■ What is expected
Output the lines below from the one containing "Where can you find the concrete driveway" through the end of the listing, inclusive, exactly as they appear, and nothing further.

■ The records
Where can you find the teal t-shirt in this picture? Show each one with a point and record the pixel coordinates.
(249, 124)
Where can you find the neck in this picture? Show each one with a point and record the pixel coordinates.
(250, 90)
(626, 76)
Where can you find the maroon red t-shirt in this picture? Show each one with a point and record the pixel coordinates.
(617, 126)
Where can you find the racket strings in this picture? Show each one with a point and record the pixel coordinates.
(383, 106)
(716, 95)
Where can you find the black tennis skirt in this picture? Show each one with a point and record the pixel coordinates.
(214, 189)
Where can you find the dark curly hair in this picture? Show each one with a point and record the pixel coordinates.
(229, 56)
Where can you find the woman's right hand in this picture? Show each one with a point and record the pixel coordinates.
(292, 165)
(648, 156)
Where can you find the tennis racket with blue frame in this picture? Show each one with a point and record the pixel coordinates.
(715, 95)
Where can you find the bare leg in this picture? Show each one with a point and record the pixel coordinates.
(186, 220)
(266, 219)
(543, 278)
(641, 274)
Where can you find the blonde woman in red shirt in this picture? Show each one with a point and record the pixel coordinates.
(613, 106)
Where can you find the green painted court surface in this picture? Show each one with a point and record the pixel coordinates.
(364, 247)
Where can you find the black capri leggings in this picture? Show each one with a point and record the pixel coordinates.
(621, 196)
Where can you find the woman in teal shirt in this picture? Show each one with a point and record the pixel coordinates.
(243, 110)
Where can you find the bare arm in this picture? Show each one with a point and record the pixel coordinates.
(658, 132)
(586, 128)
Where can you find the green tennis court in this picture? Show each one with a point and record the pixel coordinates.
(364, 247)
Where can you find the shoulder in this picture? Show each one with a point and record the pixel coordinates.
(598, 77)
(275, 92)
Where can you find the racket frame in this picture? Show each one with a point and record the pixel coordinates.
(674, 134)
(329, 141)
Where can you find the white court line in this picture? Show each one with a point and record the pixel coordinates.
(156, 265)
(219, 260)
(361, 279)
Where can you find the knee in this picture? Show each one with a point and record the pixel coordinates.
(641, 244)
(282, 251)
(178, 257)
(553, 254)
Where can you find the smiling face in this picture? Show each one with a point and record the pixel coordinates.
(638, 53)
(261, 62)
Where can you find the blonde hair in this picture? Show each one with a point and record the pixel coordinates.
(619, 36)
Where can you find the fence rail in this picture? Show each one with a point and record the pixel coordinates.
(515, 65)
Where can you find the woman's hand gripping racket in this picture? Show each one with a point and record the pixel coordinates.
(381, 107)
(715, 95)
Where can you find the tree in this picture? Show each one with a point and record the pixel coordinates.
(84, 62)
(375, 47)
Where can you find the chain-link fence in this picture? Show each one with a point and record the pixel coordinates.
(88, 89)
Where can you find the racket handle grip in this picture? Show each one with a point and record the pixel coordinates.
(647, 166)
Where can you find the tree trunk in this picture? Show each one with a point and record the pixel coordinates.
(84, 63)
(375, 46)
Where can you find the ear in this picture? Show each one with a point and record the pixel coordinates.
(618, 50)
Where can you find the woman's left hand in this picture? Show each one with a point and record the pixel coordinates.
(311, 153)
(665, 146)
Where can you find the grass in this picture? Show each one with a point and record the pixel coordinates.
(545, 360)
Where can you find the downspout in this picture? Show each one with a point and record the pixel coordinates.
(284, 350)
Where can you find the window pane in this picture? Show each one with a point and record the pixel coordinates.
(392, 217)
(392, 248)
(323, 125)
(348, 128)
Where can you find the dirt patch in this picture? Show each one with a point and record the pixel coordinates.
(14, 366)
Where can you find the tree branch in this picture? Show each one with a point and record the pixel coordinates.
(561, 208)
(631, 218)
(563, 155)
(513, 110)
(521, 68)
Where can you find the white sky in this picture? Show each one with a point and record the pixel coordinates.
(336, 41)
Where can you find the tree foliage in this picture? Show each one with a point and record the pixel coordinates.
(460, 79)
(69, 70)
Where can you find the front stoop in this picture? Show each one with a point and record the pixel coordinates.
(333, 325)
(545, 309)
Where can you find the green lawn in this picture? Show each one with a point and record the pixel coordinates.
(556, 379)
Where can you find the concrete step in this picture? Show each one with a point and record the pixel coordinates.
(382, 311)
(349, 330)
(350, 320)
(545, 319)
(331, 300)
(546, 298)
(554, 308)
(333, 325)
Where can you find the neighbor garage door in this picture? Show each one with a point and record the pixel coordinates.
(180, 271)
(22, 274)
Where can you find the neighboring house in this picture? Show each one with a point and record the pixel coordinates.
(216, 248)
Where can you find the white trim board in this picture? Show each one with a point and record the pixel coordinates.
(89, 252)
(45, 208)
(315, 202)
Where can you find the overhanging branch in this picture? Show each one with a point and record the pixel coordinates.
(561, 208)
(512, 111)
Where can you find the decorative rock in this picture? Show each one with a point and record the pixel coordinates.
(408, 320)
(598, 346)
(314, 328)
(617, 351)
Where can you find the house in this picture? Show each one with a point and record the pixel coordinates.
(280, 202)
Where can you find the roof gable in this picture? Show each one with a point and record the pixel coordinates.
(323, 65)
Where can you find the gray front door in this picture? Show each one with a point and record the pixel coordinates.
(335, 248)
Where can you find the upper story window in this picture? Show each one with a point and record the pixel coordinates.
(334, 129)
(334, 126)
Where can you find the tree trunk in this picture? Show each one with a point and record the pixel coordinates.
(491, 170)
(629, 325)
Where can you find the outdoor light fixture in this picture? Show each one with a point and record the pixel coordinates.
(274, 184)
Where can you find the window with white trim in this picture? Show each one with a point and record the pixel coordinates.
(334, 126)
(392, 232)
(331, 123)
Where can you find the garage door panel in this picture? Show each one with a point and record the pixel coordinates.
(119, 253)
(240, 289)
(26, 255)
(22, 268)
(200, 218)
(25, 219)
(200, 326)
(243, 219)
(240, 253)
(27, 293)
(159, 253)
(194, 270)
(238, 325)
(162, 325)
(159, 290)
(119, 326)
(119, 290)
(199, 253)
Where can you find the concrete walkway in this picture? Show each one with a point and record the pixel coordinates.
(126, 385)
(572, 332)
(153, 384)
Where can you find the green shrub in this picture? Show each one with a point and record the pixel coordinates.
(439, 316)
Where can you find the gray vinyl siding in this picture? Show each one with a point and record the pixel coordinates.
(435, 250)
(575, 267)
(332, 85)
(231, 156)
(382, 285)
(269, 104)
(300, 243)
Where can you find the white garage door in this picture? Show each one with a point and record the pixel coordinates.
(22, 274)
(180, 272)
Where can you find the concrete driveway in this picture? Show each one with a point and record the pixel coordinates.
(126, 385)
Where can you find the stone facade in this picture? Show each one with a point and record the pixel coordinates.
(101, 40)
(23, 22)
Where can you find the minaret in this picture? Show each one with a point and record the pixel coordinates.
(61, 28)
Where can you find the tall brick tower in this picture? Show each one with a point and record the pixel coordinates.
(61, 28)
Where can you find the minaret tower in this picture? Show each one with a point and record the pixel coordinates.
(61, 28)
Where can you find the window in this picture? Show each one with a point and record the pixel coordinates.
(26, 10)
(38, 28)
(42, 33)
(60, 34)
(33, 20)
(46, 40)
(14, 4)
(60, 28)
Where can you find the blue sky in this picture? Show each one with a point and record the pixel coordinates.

■ Solved exercise
Where can you find the concrete driveway in this picture? Show each one with a point and record the pixel coordinates.
(126, 385)
Where can you find the stone facade in this picture? Show each one with a point and record the pixel coordinates.
(101, 40)
(23, 22)
Where can you find the minaret in this picture? Show each one with a point and record the pixel coordinates.
(61, 28)
Where can you find the tall brick tower in this picture? Show each one with a point and record the pixel coordinates.
(61, 28)
Where can you find the minaret tower in this picture? Show each one with a point and record the pixel coordinates.
(61, 28)
Where can you find the window in this picture? Show each one with a point and record the pixel coordinates.
(26, 10)
(38, 28)
(42, 33)
(60, 34)
(33, 20)
(46, 40)
(14, 4)
(60, 28)
Where can you find the blue sky in this picture? Show each one with a point and record the pixel coordinates.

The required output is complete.